▶ [Records shown]
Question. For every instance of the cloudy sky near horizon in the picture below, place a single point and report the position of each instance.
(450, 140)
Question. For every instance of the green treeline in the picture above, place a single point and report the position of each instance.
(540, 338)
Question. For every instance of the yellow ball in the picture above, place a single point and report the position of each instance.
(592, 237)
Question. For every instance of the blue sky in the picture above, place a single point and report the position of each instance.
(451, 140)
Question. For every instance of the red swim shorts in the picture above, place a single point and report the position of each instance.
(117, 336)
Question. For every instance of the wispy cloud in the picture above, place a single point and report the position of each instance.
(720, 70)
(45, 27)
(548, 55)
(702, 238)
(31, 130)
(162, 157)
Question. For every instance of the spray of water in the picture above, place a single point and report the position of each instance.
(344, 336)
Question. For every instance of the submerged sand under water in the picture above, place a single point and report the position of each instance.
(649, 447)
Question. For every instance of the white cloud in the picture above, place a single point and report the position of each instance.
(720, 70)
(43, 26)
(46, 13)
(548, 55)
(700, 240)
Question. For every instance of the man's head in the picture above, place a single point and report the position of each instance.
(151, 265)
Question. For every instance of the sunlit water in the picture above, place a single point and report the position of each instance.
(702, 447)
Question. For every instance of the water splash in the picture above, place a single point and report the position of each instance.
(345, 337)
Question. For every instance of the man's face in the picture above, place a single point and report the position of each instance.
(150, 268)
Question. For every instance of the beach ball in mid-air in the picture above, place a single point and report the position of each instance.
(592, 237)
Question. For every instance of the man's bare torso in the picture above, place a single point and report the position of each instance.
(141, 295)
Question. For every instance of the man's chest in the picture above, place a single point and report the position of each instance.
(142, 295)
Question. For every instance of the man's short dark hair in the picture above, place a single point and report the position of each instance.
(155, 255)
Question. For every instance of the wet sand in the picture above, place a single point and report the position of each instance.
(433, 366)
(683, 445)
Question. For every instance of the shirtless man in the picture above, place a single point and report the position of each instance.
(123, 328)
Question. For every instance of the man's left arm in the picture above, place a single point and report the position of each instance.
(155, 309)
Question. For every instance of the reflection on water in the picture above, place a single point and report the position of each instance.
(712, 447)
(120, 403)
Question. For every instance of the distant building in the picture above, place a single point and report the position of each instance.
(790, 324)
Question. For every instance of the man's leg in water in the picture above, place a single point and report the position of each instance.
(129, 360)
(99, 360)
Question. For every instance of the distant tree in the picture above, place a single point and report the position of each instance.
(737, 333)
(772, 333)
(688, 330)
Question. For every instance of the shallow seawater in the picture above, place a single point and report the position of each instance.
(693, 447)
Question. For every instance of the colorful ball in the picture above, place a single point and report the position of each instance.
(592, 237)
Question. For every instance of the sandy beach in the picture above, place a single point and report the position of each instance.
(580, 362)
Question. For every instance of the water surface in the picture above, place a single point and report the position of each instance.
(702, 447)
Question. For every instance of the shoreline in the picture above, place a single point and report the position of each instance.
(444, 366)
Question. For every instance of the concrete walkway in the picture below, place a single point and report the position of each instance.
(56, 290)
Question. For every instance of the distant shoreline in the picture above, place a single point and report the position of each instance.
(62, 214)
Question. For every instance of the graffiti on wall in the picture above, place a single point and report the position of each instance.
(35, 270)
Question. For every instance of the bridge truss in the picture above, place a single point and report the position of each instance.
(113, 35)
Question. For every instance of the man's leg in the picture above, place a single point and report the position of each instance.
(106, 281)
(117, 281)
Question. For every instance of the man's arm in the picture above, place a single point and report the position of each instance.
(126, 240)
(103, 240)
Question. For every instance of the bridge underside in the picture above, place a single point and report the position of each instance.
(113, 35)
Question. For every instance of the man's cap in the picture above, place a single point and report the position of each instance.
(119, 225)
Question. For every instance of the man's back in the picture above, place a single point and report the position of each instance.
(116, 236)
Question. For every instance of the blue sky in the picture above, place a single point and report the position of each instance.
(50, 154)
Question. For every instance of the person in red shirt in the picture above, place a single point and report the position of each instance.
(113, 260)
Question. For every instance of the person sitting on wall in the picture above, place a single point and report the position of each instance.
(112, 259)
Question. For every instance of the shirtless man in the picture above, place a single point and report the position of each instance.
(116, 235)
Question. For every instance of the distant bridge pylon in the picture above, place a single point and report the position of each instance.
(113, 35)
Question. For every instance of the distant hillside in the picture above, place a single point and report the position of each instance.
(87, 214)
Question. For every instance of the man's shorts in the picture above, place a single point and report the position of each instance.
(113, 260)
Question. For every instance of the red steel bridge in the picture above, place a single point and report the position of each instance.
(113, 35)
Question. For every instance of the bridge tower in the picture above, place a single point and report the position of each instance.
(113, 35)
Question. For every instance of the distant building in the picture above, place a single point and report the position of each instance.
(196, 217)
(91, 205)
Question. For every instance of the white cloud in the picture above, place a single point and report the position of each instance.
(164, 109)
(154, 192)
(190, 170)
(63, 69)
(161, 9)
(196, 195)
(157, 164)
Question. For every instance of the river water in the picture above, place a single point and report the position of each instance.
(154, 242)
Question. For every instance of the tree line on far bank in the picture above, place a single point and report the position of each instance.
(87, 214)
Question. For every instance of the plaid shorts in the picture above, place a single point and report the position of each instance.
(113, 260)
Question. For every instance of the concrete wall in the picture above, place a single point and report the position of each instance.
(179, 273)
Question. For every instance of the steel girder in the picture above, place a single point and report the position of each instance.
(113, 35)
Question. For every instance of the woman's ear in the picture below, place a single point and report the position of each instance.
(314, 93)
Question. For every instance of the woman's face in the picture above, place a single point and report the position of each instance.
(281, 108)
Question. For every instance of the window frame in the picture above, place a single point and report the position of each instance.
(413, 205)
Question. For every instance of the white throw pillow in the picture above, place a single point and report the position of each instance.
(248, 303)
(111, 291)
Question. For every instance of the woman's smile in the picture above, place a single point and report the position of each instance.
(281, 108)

▶ [Directions]
Format every line of the data above as a Markdown table with the columns Row and Line, numbering the rows in order and omitting blank lines.

▶ [Solution to this exercise]
| Row | Line |
|---|---|
| 1 | Question. For every instance of the cloudy sky near horizon in the picture below, place a single point and report the position of each instance. |
| 2 | (450, 140) |
| 3 | Question. For every instance of the green treeline in the picture above, place a single point and report the position of each instance. |
| 4 | (540, 338) |
| 5 | Question. For every instance of the yellow ball in the picture above, place a single point and report the position of each instance. |
| 6 | (592, 237) |
| 7 | Question. For every instance of the blue sky in the picture above, place a single point and report the position of each instance. |
| 8 | (451, 140) |
| 9 | Question. For every instance of the red swim shorts in the picture above, place a single point and report the position of each instance. |
| 10 | (117, 336) |
| 11 | Question. For every instance of the wispy cloud in the picture above, place a single point and report the position of each instance. |
| 12 | (720, 70) |
| 13 | (45, 27) |
| 14 | (548, 55) |
| 15 | (702, 238) |
| 16 | (31, 130) |
| 17 | (162, 157) |
| 18 | Question. For every instance of the spray of water in the picture above, place a single point and report the position of each instance. |
| 19 | (344, 336) |
| 20 | Question. For every instance of the submerged sand under water in the picture above, place a single point and report the position of each instance. |
| 21 | (649, 447) |
| 22 | Question. For every instance of the white cloud in the picture above, place a single point and report the position of each instance. |
| 23 | (720, 70) |
| 24 | (43, 26) |
| 25 | (46, 13) |
| 26 | (548, 55) |
| 27 | (700, 240) |
| 28 | Question. For every instance of the man's head in the picture above, place a single point and report the position of each instance. |
| 29 | (151, 265) |
| 30 | Question. For every instance of the sunlit water in the picture above, place a single point and report the position of each instance. |
| 31 | (702, 447) |
| 32 | Question. For every instance of the water splash in the picture above, place a single point and report the position of each instance. |
| 33 | (345, 337) |
| 34 | Question. For every instance of the man's face in the picture above, place a single point and report the position of each instance. |
| 35 | (150, 268) |
| 36 | Question. For every instance of the beach ball in mid-air in the picture above, place a single point and report the position of each instance. |
| 37 | (592, 237) |
| 38 | Question. For every instance of the man's bare torso in the picture above, place a single point and report the position of each instance. |
| 39 | (141, 295) |
| 40 | Question. For every instance of the man's chest in the picture above, place a single point and report the position of each instance. |
| 41 | (142, 295) |
| 42 | Question. For every instance of the man's short dark hair in the picture above, place a single point and report the position of each instance. |
| 43 | (155, 255) |
| 44 | Question. For every instance of the wet sand in the picture above, place a single point and report the position of each instance. |
| 45 | (433, 366) |
| 46 | (683, 445) |
| 47 | Question. For every instance of the shirtless man in the picture above, place a single point and report the position of each instance. |
| 48 | (123, 328) |
| 49 | Question. For every instance of the man's left arm in the picture above, place a single point and report the position of each instance. |
| 50 | (155, 309) |
| 51 | Question. For every instance of the reflection on water in the picture above, place a single point and report the position of each instance. |
| 52 | (712, 447) |
| 53 | (120, 403) |
| 54 | Question. For every instance of the distant building in the picture above, place a single point and report the position of each instance. |
| 55 | (790, 324) |
| 56 | Question. For every instance of the man's leg in water in the picture above, place a single point and report the position of each instance. |
| 57 | (129, 360) |
| 58 | (99, 360) |
| 59 | Question. For every instance of the distant tree in the picture above, place a single point and report the position of each instance. |
| 60 | (737, 333) |
| 61 | (772, 333) |
| 62 | (688, 330) |
| 63 | Question. For every instance of the shallow seawater in the picture above, place a single point and report the position of each instance. |
| 64 | (693, 447) |
| 65 | Question. For every instance of the colorful ball in the picture above, place a single point and report the position of each instance. |
| 66 | (592, 237) |
| 67 | Question. For every instance of the sandy beach in the picture above, place a single point and report the position of each instance. |
| 68 | (580, 362) |
| 69 | Question. For every instance of the water surface in the picture above, place a single point and report the position of each instance. |
| 70 | (702, 447) |
| 71 | Question. For every instance of the shoreline in the picture above, place a single point and report the position of each instance. |
| 72 | (444, 366) |
| 73 | Question. For every instance of the concrete walkway in the picture below, place a single point and report the position of each instance. |
| 74 | (56, 290) |
| 75 | Question. For every instance of the distant shoreline in the picture above, place a single point and report the position of each instance. |
| 76 | (62, 214) |
| 77 | Question. For every instance of the graffiti on wall in the picture above, place a single point and report the position of each instance. |
| 78 | (35, 270) |
| 79 | Question. For every instance of the bridge truss in the picture above, place a single point and report the position of each instance. |
| 80 | (113, 35) |
| 81 | Question. For every instance of the man's leg in the picture above, place a single point and report the position of each instance. |
| 82 | (106, 281) |
| 83 | (117, 281) |
| 84 | Question. For every instance of the man's arm in the picture above, place a single point and report the position of each instance. |
| 85 | (126, 240) |
| 86 | (103, 240) |
| 87 | Question. For every instance of the bridge underside in the picture above, place a single point and report the position of each instance. |
| 88 | (113, 35) |
| 89 | Question. For every instance of the man's cap in the picture above, place a single point and report the position of each instance. |
| 90 | (119, 225) |
| 91 | Question. For every instance of the man's back in the picture above, place a single point and report the position of each instance. |
| 92 | (116, 236) |
| 93 | Question. For every instance of the blue sky in the picture above, place a single point and report the position of each instance. |
| 94 | (50, 154) |
| 95 | Question. For every instance of the person in red shirt in the picture above, place a single point and report the position of each instance. |
| 96 | (113, 260) |
| 97 | Question. For every instance of the person sitting on wall in the picture above, place a single point and report the position of each instance. |
| 98 | (112, 259) |
| 99 | Question. For every instance of the shirtless man in the picture above, place a single point and report the position of each instance. |
| 100 | (116, 235) |
| 101 | Question. For every instance of the distant bridge pylon in the picture above, place a single point and report the position of each instance. |
| 102 | (113, 35) |
| 103 | Question. For every instance of the distant hillside in the picture above, place a single point and report the position of each instance. |
| 104 | (87, 214) |
| 105 | Question. For every instance of the man's shorts in the picture above, place a single point and report the position of each instance. |
| 106 | (113, 260) |
| 107 | Question. For every instance of the red steel bridge in the picture above, place a single point and report the position of each instance. |
| 108 | (113, 35) |
| 109 | Question. For every instance of the bridge tower in the picture above, place a single point and report the position of each instance. |
| 110 | (113, 35) |
| 111 | Question. For every instance of the distant building in the picture above, place a single point and report the position of each instance. |
| 112 | (196, 217) |
| 113 | (91, 205) |
| 114 | Question. For every instance of the white cloud in the picture above, place a single point and report the position of each instance. |
| 115 | (164, 109) |
| 116 | (154, 192) |
| 117 | (190, 170) |
| 118 | (63, 69) |
| 119 | (161, 9) |
| 120 | (196, 195) |
| 121 | (157, 164) |
| 122 | Question. For every instance of the river water in the picture above, place a single point and report the position of each instance. |
| 123 | (154, 242) |
| 124 | Question. For every instance of the tree line on far bank in the picture above, place a single point and report the position of each instance. |
| 125 | (87, 214) |
| 126 | Question. For every instance of the plaid shorts in the picture above, place a single point and report the position of each instance. |
| 127 | (113, 260) |
| 128 | Question. For every instance of the concrete wall in the picture above, place a single point and report the position of each instance. |
| 129 | (179, 273) |
| 130 | Question. For every instance of the steel girder in the picture above, place a single point and report the position of each instance. |
| 131 | (113, 35) |
| 132 | Question. For every instance of the woman's ear in the picture below, place a single point and report the position of each instance. |
| 133 | (314, 93) |
| 134 | Question. For every instance of the woman's face in the picture above, place a single point and report the position of each instance. |
| 135 | (281, 108) |
| 136 | Question. For every instance of the window frame in the picture above, place a single point and report the position of each instance. |
| 137 | (413, 205) |
| 138 | Question. For every instance of the white throw pillow in the picture above, place a single point and report the position of each instance. |
| 139 | (248, 303) |
| 140 | (111, 291) |
| 141 | Question. For every instance of the woman's smile in the picture above, place a single point and report the position of each instance. |
| 142 | (281, 108) |